→ TEXT EXTRACT:
******************************

Draining a node will not stop someone logging on via pam_slurm_adopt.

 

If they have a running job, and can log on when the node is not draining, then they can log on when it is draining.

 

If they don’t have a running job, they can’t log on whether it is draining or not.

 

If you want people to be able to log on when they don’t have a job running, you could put them in a group which is given access in access.conf and PAM, as explained here: https://slurm.schedmd.com/pam_slurm_adopt.html#admin_access

 

Cheers,

 

Luke

 

--

Luke Sudbery

Principal Engineer (HPC and Storage).

Architecture, Infrastructure and Systems

Advanced Research Computing, IT Services

Room 132, Computer Centre G5, Elms Road

 

Please note I don’t work on Monday.

 

From: Robert Kudyba via slurm-users <slurm-users@lists.schedmd.com>
Sent: Friday, April 19, 2024 9:17 PM
To: Slurm User Community List <slurm-users@lists.schedmd.com>
Subject: [slurm-users] any way to allow interactive jobs or ssh in Slurm 23.02 when node is draining?

 

CAUTION: This email originated from outside the organisation. Do not click links or open attachments unless you recognise the sender and know the content is safe.

******************************

→ WRITTEN PROBLEM 1: From the Slurm mailing-list reply, repeat the part that opens with the words containing "From: Robert Kudyba" and closes with "node is draining?".
→ WRITTEN PROBLEM 2:
Answer these about the Slurm mailing-list reply:
(a) Can someone without a running job log on to the node, whether or not it is draining?
(b) On which day does the writer say they don't work?
(c) On what date was the message from Robert Kudyba sent?

→ DATA LINES:

******************************

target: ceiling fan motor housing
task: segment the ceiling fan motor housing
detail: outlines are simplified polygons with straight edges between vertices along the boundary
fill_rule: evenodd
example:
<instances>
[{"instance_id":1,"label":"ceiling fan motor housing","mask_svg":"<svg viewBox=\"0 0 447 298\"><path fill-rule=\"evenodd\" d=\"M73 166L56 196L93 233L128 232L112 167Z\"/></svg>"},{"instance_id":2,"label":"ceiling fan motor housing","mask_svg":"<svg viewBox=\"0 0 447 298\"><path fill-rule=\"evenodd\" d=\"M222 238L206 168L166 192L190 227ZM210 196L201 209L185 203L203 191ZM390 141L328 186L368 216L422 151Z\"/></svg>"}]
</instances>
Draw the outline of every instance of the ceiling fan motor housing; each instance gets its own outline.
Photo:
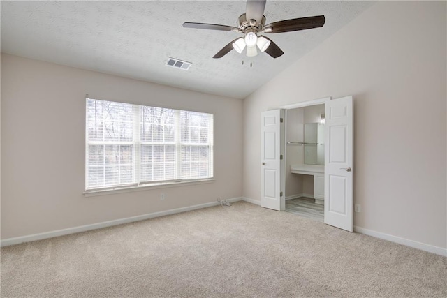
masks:
<instances>
[{"instance_id":1,"label":"ceiling fan motor housing","mask_svg":"<svg viewBox=\"0 0 447 298\"><path fill-rule=\"evenodd\" d=\"M264 29L264 25L265 24L265 16L263 15L261 22L258 22L256 20L247 20L245 13L242 13L239 17L238 24L239 28L240 28L242 33L247 33L247 30L251 29L252 30L250 30L249 31L257 33L258 32L263 31Z\"/></svg>"}]
</instances>

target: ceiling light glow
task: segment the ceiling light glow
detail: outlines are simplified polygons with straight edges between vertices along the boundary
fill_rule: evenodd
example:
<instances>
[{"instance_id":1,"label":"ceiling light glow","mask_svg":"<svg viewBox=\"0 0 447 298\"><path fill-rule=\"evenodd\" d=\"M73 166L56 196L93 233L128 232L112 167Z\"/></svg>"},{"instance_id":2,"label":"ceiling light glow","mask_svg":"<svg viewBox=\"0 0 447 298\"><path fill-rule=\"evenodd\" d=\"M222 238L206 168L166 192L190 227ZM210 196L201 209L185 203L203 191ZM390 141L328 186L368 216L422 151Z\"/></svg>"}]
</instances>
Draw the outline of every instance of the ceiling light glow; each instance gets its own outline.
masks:
<instances>
[{"instance_id":1,"label":"ceiling light glow","mask_svg":"<svg viewBox=\"0 0 447 298\"><path fill-rule=\"evenodd\" d=\"M245 44L248 47L254 47L258 41L258 36L254 32L249 32L245 35Z\"/></svg>"},{"instance_id":2,"label":"ceiling light glow","mask_svg":"<svg viewBox=\"0 0 447 298\"><path fill-rule=\"evenodd\" d=\"M240 38L237 38L236 41L233 43L233 47L237 52L239 54L242 53L245 48L245 40L242 37Z\"/></svg>"},{"instance_id":3,"label":"ceiling light glow","mask_svg":"<svg viewBox=\"0 0 447 298\"><path fill-rule=\"evenodd\" d=\"M259 47L261 52L264 52L269 45L270 45L270 40L265 38L264 36L259 36L258 38L258 41L256 42L256 45Z\"/></svg>"}]
</instances>

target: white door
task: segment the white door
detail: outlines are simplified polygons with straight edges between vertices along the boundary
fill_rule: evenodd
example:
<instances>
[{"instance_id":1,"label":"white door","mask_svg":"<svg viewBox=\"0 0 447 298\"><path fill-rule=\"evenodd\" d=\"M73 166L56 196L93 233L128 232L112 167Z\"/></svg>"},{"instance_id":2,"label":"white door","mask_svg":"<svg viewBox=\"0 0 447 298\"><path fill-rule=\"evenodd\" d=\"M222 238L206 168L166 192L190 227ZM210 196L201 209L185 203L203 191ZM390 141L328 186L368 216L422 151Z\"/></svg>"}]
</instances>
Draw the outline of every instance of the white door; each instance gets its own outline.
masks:
<instances>
[{"instance_id":1,"label":"white door","mask_svg":"<svg viewBox=\"0 0 447 298\"><path fill-rule=\"evenodd\" d=\"M353 228L353 110L352 96L325 107L324 222L349 232Z\"/></svg>"},{"instance_id":2,"label":"white door","mask_svg":"<svg viewBox=\"0 0 447 298\"><path fill-rule=\"evenodd\" d=\"M285 200L281 204L281 200L284 189L284 179L281 179L283 114L281 110L263 112L261 114L261 205L278 211L285 209Z\"/></svg>"}]
</instances>

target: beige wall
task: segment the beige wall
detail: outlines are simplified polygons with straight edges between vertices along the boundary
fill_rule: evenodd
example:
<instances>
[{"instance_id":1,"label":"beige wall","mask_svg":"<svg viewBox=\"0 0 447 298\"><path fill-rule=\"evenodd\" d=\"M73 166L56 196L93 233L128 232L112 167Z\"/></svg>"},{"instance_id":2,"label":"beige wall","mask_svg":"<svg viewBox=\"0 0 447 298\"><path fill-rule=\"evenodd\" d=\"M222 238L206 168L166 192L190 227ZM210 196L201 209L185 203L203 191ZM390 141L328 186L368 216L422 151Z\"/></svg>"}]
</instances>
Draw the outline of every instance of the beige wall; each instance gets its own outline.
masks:
<instances>
[{"instance_id":1,"label":"beige wall","mask_svg":"<svg viewBox=\"0 0 447 298\"><path fill-rule=\"evenodd\" d=\"M1 239L242 196L240 100L8 54L1 80ZM215 181L85 198L86 94L213 113Z\"/></svg>"},{"instance_id":2,"label":"beige wall","mask_svg":"<svg viewBox=\"0 0 447 298\"><path fill-rule=\"evenodd\" d=\"M353 95L355 225L447 248L446 5L378 2L244 99L244 196L260 200L261 111Z\"/></svg>"}]
</instances>

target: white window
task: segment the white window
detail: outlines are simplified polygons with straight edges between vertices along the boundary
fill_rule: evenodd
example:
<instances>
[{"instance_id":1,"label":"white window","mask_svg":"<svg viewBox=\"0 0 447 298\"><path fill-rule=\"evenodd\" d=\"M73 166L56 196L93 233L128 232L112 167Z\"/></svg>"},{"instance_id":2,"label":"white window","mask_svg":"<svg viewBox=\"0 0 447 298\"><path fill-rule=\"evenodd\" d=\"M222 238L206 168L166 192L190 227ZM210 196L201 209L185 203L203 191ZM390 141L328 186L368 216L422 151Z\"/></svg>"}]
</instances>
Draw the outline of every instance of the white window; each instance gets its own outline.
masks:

******************************

→ COMPLETE OUTPUT 1:
From: Robert Kudyba via slurm-users <slurm-users@lists.schedmd.com>
Sent: Friday, April 19, 2024 9:17 PM
To: Slurm User Community List <slurm-users@lists.schedmd.com>
Subject: [slurm-users] any way to allow interactive jobs or ssh in Slurm 23.02 when node is draining?

→ COMPLETE OUTPUT 2:
(a) No. Without a running job, they can't log on whether the node is draining or not.
(b) Monday.
(c) Friday, April 19, 2024.